## Document segment

======

Cautionary Statement
The following discussion and analysis should be read in conjunction with the balance sheet
as of June 30, 2011, and the financial statements for the three months and nine months ended June
30, 2011, included elsewhere herein. The results shown herein are not necessarily indicative of the
results to be expected for any future periods.
This discussion contains forward-looking statements. These forward-looking statements are
based on our management’s current expectations with respect to future events, financial performance
and operating results, which statements are subject to risks and uncertainties, including, but not
limited to, those discussed below and elsewhere herein. The risks and uncertainties discussed herein
could cause our actual results to differ from the results contemplated by these forward-looking
statements.
General
We are a development-stage company incorporated in the State of Nevada on August 17,
2010. We are in the business of developing and exploiting food-related business opportunities in
the State of Louisiana. To date, we have developed a line of specialty packaged dry food products,
a line of specialty sauces and a line of specialty coffee products. We will sell these specialty food
product lines to distributors, directly to retailers and directly to consumers over the Internet.
Overview
While we are a business in the early-stage of development, we have begun to derive revenues
from our operations, through sales to retail grocery stores and through our online store. Our current
focus is on (1) sales to established food distributors, (2) direct sales to retail grocery stores, (3)

======

## Your objective
Answer these questions about the company filing excerpt:
(a) The discussion should be read with a balance sheet as of what date?
(b) In which state, and on what date, was the company incorporated?
(c) What three lines of specialty products has the company developed so far?

## Dataset content
======

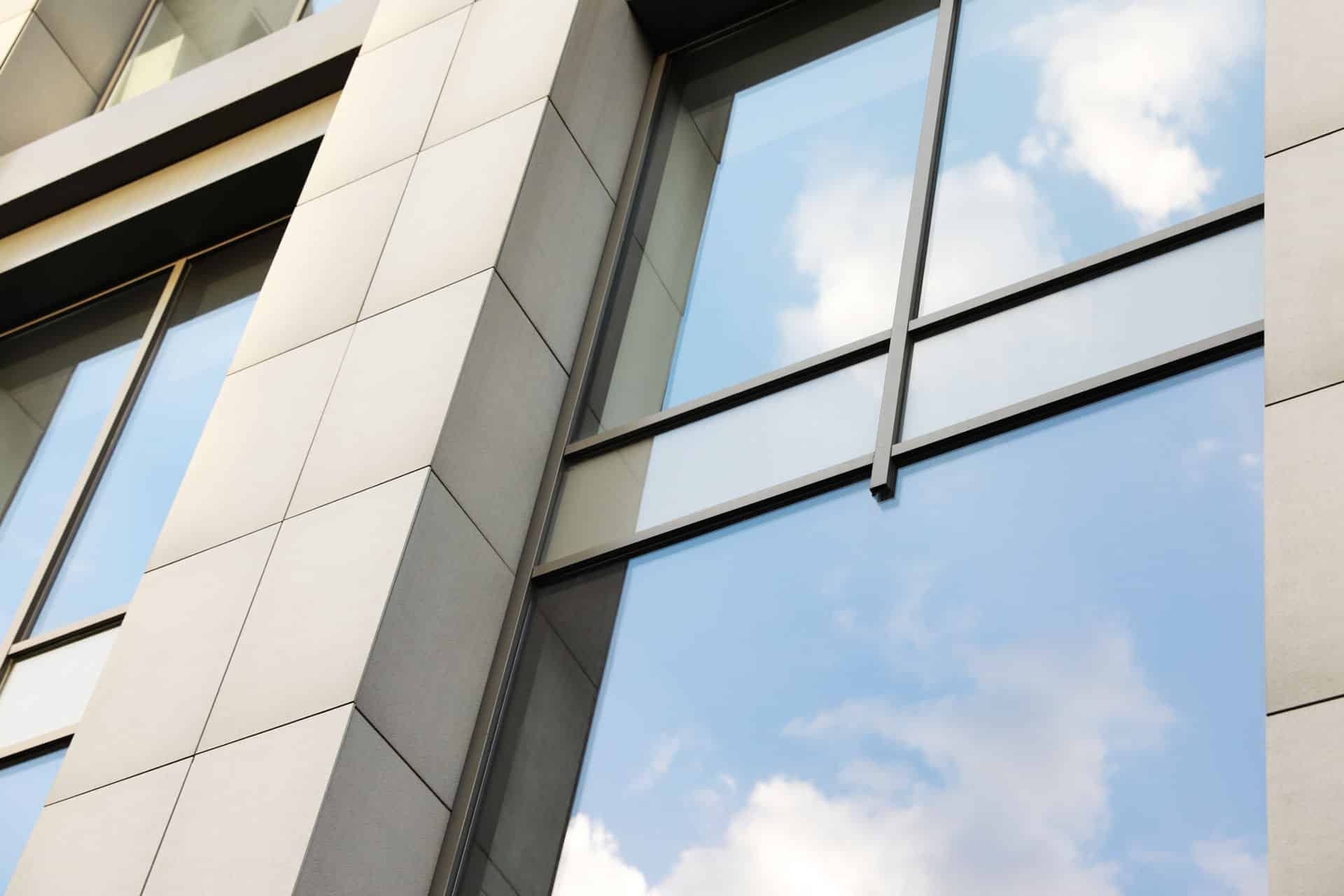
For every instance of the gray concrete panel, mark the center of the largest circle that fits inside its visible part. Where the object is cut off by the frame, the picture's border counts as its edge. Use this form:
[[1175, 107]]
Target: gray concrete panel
[[1306, 801], [424, 681], [316, 613], [456, 210], [601, 83], [155, 694], [1304, 269], [379, 828], [1304, 571], [253, 448], [391, 397], [397, 18], [386, 106], [1304, 71], [102, 841], [321, 273], [555, 239], [500, 424], [248, 811], [507, 59]]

======

## The answer
(a) June 30, 2011.
(b) Nevada, on August 17, 2010.
(c) Specialty packaged dry food products, specialty sauces, and specialty coffee products.